* [EXERCISE GOAL]: List every line in the records below that contains the string "skyline", reproducing each such line in full.

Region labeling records
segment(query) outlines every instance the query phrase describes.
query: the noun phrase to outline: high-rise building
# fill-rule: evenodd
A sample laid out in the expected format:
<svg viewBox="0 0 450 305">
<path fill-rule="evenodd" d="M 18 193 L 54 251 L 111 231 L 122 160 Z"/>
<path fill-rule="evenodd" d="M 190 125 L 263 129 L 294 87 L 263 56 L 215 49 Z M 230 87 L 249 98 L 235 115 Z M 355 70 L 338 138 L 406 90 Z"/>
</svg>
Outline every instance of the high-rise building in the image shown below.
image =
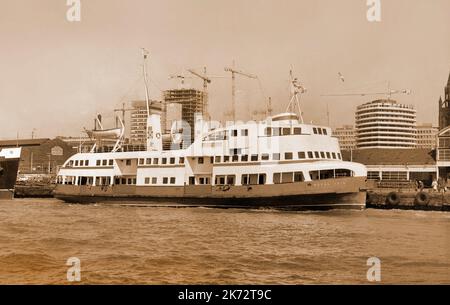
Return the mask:
<svg viewBox="0 0 450 305">
<path fill-rule="evenodd" d="M 433 124 L 417 125 L 416 140 L 417 148 L 436 148 L 437 134 L 439 128 L 433 127 Z"/>
<path fill-rule="evenodd" d="M 333 136 L 339 140 L 341 150 L 356 148 L 356 132 L 353 125 L 344 125 L 333 130 Z"/>
<path fill-rule="evenodd" d="M 444 100 L 439 98 L 439 133 L 437 166 L 439 176 L 450 178 L 450 75 L 444 89 Z"/>
<path fill-rule="evenodd" d="M 147 141 L 147 103 L 145 101 L 134 101 L 131 103 L 133 110 L 130 118 L 130 143 L 143 145 Z M 161 126 L 165 127 L 164 103 L 151 101 L 150 111 L 161 113 Z"/>
<path fill-rule="evenodd" d="M 416 110 L 393 100 L 376 100 L 357 107 L 356 146 L 415 148 Z"/>
<path fill-rule="evenodd" d="M 181 105 L 181 120 L 190 126 L 190 139 L 184 139 L 183 145 L 189 145 L 195 138 L 195 115 L 204 113 L 204 105 L 208 95 L 195 89 L 174 89 L 164 91 L 164 103 L 166 106 L 170 104 Z M 184 128 L 184 127 L 183 127 Z M 186 132 L 186 131 L 185 131 Z M 185 133 L 186 135 L 186 133 Z"/>
<path fill-rule="evenodd" d="M 450 126 L 450 75 L 444 89 L 444 100 L 439 98 L 439 130 Z"/>
</svg>

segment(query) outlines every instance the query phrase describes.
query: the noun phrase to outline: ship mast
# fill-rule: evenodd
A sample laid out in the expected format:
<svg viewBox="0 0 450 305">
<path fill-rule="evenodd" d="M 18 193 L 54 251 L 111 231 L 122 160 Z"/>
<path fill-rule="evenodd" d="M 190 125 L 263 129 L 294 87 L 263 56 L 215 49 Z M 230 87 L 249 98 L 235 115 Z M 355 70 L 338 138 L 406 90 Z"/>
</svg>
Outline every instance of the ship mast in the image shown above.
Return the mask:
<svg viewBox="0 0 450 305">
<path fill-rule="evenodd" d="M 150 116 L 150 101 L 149 101 L 149 96 L 148 96 L 148 83 L 147 83 L 147 57 L 148 57 L 148 54 L 149 54 L 149 52 L 145 48 L 142 48 L 142 55 L 144 57 L 142 70 L 143 70 L 143 74 L 144 74 L 145 102 L 146 102 L 146 106 L 147 106 L 147 117 Z"/>
<path fill-rule="evenodd" d="M 291 85 L 291 100 L 289 101 L 289 105 L 287 106 L 286 111 L 287 112 L 293 112 L 295 108 L 297 108 L 298 110 L 298 115 L 300 117 L 300 120 L 303 122 L 303 114 L 302 114 L 302 109 L 300 108 L 300 99 L 298 97 L 298 94 L 302 94 L 306 92 L 306 88 L 303 87 L 299 81 L 298 78 L 294 77 L 293 73 L 292 73 L 292 69 L 289 71 L 289 75 L 290 75 L 290 85 Z M 295 103 L 294 103 L 295 102 Z M 297 107 L 295 107 L 297 106 Z"/>
</svg>

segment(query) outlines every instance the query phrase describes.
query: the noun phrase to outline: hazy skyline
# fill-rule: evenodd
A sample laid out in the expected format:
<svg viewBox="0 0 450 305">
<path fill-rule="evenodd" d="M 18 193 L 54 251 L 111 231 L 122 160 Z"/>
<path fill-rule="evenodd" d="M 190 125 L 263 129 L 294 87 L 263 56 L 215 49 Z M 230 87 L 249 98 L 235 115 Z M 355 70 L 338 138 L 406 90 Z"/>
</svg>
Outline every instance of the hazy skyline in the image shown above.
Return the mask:
<svg viewBox="0 0 450 305">
<path fill-rule="evenodd" d="M 77 136 L 97 112 L 112 123 L 123 101 L 142 99 L 140 48 L 150 50 L 151 96 L 177 87 L 171 74 L 225 66 L 237 77 L 237 118 L 250 120 L 272 97 L 289 101 L 289 69 L 308 92 L 305 119 L 353 124 L 356 106 L 377 97 L 321 94 L 411 89 L 418 122 L 437 124 L 450 72 L 450 1 L 381 0 L 382 21 L 366 19 L 366 0 L 81 0 L 81 22 L 68 22 L 66 0 L 3 0 L 0 6 L 0 138 Z M 339 79 L 342 73 L 345 82 Z M 184 72 L 189 76 L 188 72 Z M 188 79 L 202 88 L 198 79 Z M 262 88 L 262 89 L 261 89 Z M 210 113 L 231 109 L 230 79 L 213 79 Z"/>
</svg>

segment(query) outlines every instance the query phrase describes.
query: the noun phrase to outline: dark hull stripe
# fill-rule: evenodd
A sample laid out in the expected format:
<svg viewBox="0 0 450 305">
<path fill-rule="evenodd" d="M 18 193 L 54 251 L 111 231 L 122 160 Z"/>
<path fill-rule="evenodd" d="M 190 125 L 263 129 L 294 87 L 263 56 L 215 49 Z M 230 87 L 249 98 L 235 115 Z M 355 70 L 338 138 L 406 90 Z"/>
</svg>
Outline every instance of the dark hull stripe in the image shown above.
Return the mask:
<svg viewBox="0 0 450 305">
<path fill-rule="evenodd" d="M 287 210 L 363 209 L 365 193 L 270 198 L 155 198 L 56 195 L 69 203 L 115 203 L 152 207 L 276 208 Z"/>
<path fill-rule="evenodd" d="M 0 199 L 11 199 L 19 170 L 19 159 L 0 160 Z"/>
</svg>

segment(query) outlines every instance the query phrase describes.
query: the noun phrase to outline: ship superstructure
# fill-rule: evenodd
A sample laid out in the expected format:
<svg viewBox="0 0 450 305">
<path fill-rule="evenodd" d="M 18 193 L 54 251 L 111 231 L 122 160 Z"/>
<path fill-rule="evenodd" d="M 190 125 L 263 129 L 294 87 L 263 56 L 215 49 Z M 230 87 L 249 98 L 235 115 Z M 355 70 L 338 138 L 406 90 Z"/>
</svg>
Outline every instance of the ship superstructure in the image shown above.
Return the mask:
<svg viewBox="0 0 450 305">
<path fill-rule="evenodd" d="M 0 200 L 14 196 L 21 148 L 0 148 Z"/>
<path fill-rule="evenodd" d="M 299 107 L 295 96 L 288 109 L 294 101 Z M 148 113 L 145 151 L 76 154 L 59 171 L 55 196 L 68 202 L 365 206 L 365 166 L 344 162 L 331 129 L 304 124 L 299 114 L 286 112 L 214 130 L 200 127 L 187 148 L 163 150 L 160 115 Z"/>
</svg>

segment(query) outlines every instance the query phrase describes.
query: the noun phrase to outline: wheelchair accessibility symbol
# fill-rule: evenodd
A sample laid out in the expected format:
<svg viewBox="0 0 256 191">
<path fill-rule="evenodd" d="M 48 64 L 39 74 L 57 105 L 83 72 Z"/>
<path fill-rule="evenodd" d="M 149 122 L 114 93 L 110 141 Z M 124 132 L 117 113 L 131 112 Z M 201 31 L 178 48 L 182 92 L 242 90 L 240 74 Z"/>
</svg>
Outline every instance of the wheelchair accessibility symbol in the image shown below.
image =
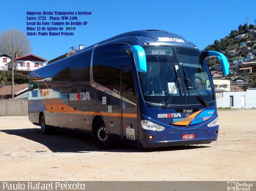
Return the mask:
<svg viewBox="0 0 256 191">
<path fill-rule="evenodd" d="M 125 109 L 125 108 L 126 108 L 126 102 L 122 102 L 122 106 L 123 106 L 123 109 Z"/>
</svg>

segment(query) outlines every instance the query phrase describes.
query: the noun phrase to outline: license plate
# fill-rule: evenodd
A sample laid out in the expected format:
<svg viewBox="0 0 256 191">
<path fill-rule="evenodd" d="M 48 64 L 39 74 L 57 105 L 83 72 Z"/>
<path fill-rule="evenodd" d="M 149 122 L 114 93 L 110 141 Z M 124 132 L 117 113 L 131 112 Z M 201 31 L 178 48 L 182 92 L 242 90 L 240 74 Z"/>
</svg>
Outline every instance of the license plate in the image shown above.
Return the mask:
<svg viewBox="0 0 256 191">
<path fill-rule="evenodd" d="M 188 139 L 194 139 L 194 134 L 183 134 L 182 135 L 182 140 L 187 140 Z"/>
</svg>

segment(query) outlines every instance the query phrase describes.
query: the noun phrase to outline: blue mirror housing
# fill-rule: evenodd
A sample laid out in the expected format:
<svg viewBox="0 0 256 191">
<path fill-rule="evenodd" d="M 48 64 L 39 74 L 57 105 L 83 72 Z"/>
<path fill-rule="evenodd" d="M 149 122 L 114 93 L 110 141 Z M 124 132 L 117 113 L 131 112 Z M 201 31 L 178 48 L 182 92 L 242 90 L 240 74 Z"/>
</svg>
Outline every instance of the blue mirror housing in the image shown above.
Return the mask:
<svg viewBox="0 0 256 191">
<path fill-rule="evenodd" d="M 229 69 L 228 68 L 228 61 L 227 58 L 225 56 L 225 55 L 224 55 L 215 51 L 204 51 L 202 52 L 202 53 L 204 57 L 213 56 L 216 56 L 221 64 L 223 75 L 226 76 L 228 75 L 229 72 Z"/>
<path fill-rule="evenodd" d="M 130 50 L 134 57 L 137 70 L 140 72 L 147 72 L 146 54 L 143 48 L 138 45 L 133 45 L 131 46 Z"/>
</svg>

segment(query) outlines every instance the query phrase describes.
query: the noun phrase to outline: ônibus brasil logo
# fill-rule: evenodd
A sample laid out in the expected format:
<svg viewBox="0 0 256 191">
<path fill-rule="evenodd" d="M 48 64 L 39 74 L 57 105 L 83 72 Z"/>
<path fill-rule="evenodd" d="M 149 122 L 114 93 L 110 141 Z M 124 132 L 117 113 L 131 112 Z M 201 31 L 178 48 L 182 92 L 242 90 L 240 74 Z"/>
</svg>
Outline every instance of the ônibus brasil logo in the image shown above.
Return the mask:
<svg viewBox="0 0 256 191">
<path fill-rule="evenodd" d="M 251 187 L 252 187 L 252 184 L 246 182 L 240 183 L 239 182 L 227 182 L 227 189 L 228 191 L 250 191 Z"/>
</svg>

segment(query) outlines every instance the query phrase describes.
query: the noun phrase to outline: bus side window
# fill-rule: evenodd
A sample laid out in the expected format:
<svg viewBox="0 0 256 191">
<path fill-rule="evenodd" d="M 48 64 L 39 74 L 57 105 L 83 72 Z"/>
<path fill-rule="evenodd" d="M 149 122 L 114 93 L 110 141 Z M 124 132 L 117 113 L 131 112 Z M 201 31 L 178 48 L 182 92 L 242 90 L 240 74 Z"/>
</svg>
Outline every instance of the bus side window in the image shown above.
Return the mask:
<svg viewBox="0 0 256 191">
<path fill-rule="evenodd" d="M 122 96 L 136 103 L 136 93 L 132 68 L 122 70 Z"/>
<path fill-rule="evenodd" d="M 131 56 L 122 45 L 110 44 L 96 47 L 94 53 L 93 81 L 121 95 L 121 67 L 131 66 Z"/>
</svg>

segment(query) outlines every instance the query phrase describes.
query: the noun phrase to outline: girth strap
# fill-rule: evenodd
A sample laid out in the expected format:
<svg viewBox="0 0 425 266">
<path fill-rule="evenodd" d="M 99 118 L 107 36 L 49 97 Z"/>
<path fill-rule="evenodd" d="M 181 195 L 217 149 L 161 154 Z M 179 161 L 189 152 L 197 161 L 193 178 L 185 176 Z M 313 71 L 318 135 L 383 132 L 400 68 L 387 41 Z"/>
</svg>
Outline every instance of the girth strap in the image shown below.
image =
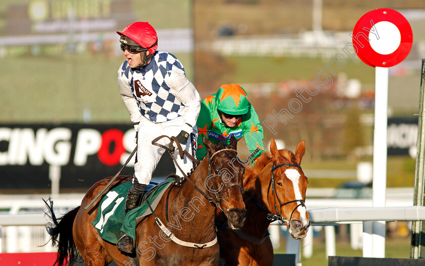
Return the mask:
<svg viewBox="0 0 425 266">
<path fill-rule="evenodd" d="M 181 246 L 183 246 L 185 247 L 194 247 L 199 248 L 199 249 L 202 249 L 204 247 L 209 247 L 214 246 L 217 243 L 217 235 L 216 235 L 216 238 L 213 239 L 212 240 L 209 241 L 209 242 L 204 243 L 203 244 L 198 244 L 196 243 L 192 243 L 192 242 L 188 242 L 186 241 L 184 241 L 183 240 L 181 240 L 179 239 L 176 237 L 176 235 L 173 233 L 172 232 L 170 231 L 169 229 L 164 226 L 163 224 L 161 221 L 161 220 L 159 219 L 159 218 L 156 217 L 155 220 L 156 221 L 156 224 L 158 225 L 158 226 L 159 227 L 159 228 L 162 231 L 162 232 L 165 234 L 170 239 L 173 240 L 173 241 L 178 244 Z"/>
</svg>

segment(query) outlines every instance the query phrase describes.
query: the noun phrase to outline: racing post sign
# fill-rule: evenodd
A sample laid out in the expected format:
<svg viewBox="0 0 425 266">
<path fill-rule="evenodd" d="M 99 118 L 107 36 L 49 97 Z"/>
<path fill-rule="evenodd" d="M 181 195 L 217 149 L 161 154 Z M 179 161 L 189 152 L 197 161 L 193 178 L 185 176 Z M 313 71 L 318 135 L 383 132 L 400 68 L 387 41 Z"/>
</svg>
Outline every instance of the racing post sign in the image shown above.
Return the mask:
<svg viewBox="0 0 425 266">
<path fill-rule="evenodd" d="M 353 34 L 357 56 L 375 67 L 375 115 L 373 135 L 373 207 L 384 207 L 387 188 L 387 134 L 388 68 L 402 61 L 412 47 L 412 29 L 406 18 L 389 9 L 364 14 Z M 364 257 L 385 257 L 385 221 L 365 222 Z M 367 232 L 369 231 L 369 232 Z"/>
</svg>

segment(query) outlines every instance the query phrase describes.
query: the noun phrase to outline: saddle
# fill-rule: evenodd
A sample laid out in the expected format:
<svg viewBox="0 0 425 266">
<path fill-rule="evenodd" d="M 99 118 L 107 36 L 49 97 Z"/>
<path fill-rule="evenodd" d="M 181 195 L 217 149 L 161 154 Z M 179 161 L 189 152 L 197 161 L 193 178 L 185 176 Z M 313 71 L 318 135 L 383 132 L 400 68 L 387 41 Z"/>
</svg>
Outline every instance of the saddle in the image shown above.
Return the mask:
<svg viewBox="0 0 425 266">
<path fill-rule="evenodd" d="M 137 225 L 151 213 L 146 201 L 155 210 L 166 189 L 176 183 L 174 178 L 167 179 L 159 184 L 151 182 L 146 187 L 140 206 L 126 215 L 124 211 L 125 199 L 132 183 L 126 182 L 117 186 L 102 196 L 96 218 L 92 224 L 102 239 L 112 243 L 118 242 L 121 231 L 135 238 Z"/>
</svg>

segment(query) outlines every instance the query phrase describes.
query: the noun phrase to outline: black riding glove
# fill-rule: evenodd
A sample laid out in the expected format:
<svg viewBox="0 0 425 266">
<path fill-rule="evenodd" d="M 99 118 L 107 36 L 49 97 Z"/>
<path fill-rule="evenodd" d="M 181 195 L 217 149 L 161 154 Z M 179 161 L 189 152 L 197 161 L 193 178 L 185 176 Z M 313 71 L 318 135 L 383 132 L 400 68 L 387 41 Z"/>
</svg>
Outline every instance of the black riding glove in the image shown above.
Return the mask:
<svg viewBox="0 0 425 266">
<path fill-rule="evenodd" d="M 185 145 L 187 143 L 187 139 L 189 139 L 189 133 L 185 131 L 182 130 L 178 135 L 176 136 L 176 138 L 177 139 L 179 142 L 180 143 L 180 144 Z"/>
</svg>

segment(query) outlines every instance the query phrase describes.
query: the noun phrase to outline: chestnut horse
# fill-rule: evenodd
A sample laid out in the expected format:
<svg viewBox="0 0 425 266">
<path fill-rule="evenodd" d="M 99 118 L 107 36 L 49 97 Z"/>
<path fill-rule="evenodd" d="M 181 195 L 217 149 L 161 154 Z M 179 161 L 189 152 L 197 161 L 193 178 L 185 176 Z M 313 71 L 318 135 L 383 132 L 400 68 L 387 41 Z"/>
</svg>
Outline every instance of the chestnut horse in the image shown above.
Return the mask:
<svg viewBox="0 0 425 266">
<path fill-rule="evenodd" d="M 90 189 L 81 206 L 50 228 L 52 240 L 58 246 L 57 264 L 63 265 L 69 255 L 66 265 L 72 265 L 77 258 L 76 248 L 87 266 L 104 266 L 112 260 L 120 266 L 217 265 L 220 250 L 214 221 L 216 208 L 223 210 L 231 228 L 242 227 L 246 215 L 241 192 L 244 167 L 236 160 L 237 142 L 233 136 L 230 147 L 216 145 L 205 139 L 203 142 L 208 156 L 189 180 L 184 180 L 180 187 L 167 189 L 154 215 L 137 225 L 135 256 L 120 253 L 114 243 L 101 238 L 92 225 L 98 202 L 89 212 L 84 209 L 107 184 L 109 179 L 106 179 Z M 116 182 L 131 180 L 123 177 Z"/>
<path fill-rule="evenodd" d="M 304 143 L 298 144 L 294 154 L 278 150 L 272 139 L 271 152 L 264 153 L 246 169 L 243 175 L 243 200 L 248 210 L 245 225 L 235 231 L 218 222 L 225 225 L 217 233 L 224 265 L 273 265 L 273 248 L 266 235 L 272 220 L 284 223 L 295 239 L 307 235 L 310 220 L 304 201 L 309 182 L 300 166 Z M 223 216 L 219 214 L 218 220 L 224 221 Z"/>
</svg>

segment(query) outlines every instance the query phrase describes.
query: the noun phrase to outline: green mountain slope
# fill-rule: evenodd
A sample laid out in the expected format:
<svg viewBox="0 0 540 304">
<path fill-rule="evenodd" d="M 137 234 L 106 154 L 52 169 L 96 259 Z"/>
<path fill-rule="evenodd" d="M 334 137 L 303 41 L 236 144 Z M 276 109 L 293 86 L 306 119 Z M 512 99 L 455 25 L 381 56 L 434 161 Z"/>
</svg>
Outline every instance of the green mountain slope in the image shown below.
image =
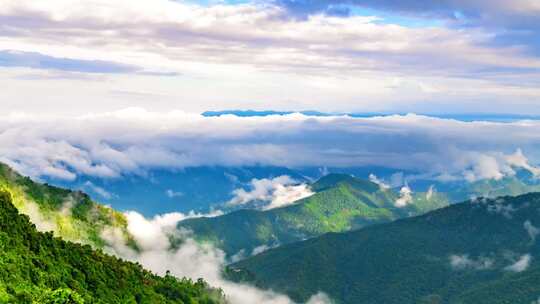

* [TASK SOLUTION]:
query: the noun phrase to outline: hazy skyline
Outline every instance of the hazy skyline in the image shown above.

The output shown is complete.